He now loves dogs and is desperate for one of his own, really good with Tango and loves walking her with me.
So I think a general 'pet awareness ' sort of programme , with warnings, some body language explanations, some nice, docile ' Pat ' dogs is the way forward, I'd love to be able to put something together . I might have a chat with my grandson's headmaster but he does seem to be very ' anti-dog generally.
So to my mind this is what we should be campaigning for - balanced awareness programmes from an early age.


----------



## Goblin (Jun 21, 2011)

JANICE199 said:


> *Has there been any update on this story? I was confused last night when the news stated, " the police are still trying to determine if the dog was responsible."*


There will not be until after the autopsy. Rules on bodies are strict and I can't see them moving until after that to ensure things are done according to the rules. Especially in a case like this where the media are active on the case ready to jump on any irregularities.


----------



## Kitty_pig (Apr 9, 2011)

simplysardonic said:


> There are a few articles running about safe dog/child interactions, not keen on some aspects ('dominance' rubbish, & neutering is something that should be carefully researched using scientific evidence)
> 
> Never EVER trust a dog with a child: Why ALL dogs are capable of killing | Mail Online
> 
> ...


:lol: bet he didn't expect to catch a pooch on his fishing trip :lol:


----------



## lostbear (May 29, 2013)

simplysardonic said:


> There are a few articles running about safe dog/child interactions, not keen on some aspects ('dominance' rubbish, & neutering is something that should be carefully researched using scientific evidence)
> 
> Never EVER trust a dog with a child: Why ALL dogs are capable of killing | Mail Online
> 
> ...


What bait was he using?


----------



## Snoringbear (Sep 26, 2008)

New David Ryan article.

http://www.dog-secrets.co.uk/yet-another-fatal-dog-attack/


----------



## Owned By A Yellow Lab (May 16, 2012)

Snoringbear said:


> New David Ryan article.
> 
> Yet another fatal dog attack


Great article - he really talks sense.


----------



## SusieRainbow (Jan 21, 2013)

Snoringbear said:


> New David Ryan article.
> 
> Yet another fatal dog attack


Great article , thanks for sharing.


----------



## cbrookman (Jun 12, 2011)

• What you need to do:
A. Set down everything in the dog forum thread from "## lostbear (May" down to "was he using?", word for word.
B. In the dog forum thread, Goblin says there will be no update on the story until what has taken place?

• Information provided:
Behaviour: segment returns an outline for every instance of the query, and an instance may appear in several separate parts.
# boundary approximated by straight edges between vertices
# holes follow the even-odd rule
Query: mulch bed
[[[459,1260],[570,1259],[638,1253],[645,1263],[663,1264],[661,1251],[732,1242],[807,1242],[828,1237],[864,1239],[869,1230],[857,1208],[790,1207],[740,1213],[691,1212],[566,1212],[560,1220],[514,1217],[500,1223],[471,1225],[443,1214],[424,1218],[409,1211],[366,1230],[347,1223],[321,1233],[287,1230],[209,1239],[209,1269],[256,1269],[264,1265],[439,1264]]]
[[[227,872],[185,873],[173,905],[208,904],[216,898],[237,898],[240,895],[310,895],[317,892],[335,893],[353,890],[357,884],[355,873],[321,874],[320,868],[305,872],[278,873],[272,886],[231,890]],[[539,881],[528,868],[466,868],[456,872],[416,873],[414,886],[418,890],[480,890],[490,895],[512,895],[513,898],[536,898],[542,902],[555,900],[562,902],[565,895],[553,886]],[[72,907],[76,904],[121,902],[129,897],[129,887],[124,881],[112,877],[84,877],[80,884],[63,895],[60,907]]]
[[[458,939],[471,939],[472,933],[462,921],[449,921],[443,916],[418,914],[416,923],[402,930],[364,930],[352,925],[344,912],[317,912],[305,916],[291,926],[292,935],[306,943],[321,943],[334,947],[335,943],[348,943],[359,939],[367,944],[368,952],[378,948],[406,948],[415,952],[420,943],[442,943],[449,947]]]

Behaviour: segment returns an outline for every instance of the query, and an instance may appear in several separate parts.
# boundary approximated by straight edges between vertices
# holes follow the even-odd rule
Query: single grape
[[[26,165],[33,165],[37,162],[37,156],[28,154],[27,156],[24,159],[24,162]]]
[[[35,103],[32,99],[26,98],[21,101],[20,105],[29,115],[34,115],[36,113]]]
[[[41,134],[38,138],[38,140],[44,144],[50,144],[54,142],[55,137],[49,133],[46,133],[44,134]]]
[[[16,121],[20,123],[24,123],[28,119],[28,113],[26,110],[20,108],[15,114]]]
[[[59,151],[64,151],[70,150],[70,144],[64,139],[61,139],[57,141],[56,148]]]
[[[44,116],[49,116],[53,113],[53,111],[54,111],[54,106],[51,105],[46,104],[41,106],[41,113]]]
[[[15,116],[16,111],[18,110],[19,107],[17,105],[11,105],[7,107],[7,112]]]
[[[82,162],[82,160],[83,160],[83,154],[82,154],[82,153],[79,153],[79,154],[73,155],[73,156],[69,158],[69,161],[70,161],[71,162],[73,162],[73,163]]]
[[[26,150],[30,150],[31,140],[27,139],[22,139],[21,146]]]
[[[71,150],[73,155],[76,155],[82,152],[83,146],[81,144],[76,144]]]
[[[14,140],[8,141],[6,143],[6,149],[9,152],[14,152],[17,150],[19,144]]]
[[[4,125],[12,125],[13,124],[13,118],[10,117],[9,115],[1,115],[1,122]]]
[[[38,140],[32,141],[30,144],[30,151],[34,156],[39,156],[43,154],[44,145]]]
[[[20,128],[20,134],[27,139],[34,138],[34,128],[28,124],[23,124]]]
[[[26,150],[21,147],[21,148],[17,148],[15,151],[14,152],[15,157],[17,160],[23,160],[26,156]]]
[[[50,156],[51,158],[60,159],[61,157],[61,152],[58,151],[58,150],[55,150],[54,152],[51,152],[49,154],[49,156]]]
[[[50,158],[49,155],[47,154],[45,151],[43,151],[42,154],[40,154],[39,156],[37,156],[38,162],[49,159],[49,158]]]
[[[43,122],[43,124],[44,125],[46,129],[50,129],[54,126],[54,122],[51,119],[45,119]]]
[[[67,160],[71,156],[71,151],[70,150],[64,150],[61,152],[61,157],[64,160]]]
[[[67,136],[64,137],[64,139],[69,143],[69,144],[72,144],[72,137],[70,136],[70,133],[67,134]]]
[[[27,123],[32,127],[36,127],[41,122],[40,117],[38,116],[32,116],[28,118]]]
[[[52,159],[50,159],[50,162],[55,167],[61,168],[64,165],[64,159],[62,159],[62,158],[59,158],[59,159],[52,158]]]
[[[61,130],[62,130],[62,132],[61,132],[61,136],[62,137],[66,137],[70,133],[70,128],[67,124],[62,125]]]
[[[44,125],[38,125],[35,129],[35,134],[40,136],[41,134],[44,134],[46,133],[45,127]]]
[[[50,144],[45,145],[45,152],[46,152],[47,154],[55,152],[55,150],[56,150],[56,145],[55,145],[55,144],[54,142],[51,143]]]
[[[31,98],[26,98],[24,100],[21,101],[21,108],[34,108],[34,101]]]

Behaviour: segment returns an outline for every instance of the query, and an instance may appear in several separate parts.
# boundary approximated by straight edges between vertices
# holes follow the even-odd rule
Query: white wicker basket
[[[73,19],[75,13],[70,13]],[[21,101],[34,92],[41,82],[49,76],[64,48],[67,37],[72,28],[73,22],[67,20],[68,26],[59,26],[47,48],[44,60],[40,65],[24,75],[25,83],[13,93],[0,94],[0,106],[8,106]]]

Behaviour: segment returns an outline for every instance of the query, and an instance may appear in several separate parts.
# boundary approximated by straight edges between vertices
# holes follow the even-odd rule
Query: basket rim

• Answers to the problems:
A.
## lostbear (May 29, 2013)

simplysardonic said:


> There are a few articles running about safe dog/child interactions, not keen on some aspects ('dominance' rubbish, & neutering is something that should be carefully researched using scientific evidence)
> 
> Never EVER trust a dog with a child: Why ALL dogs are capable of killing | Mail Online
> 
> ...


What bait was he using?

B. The autopsy.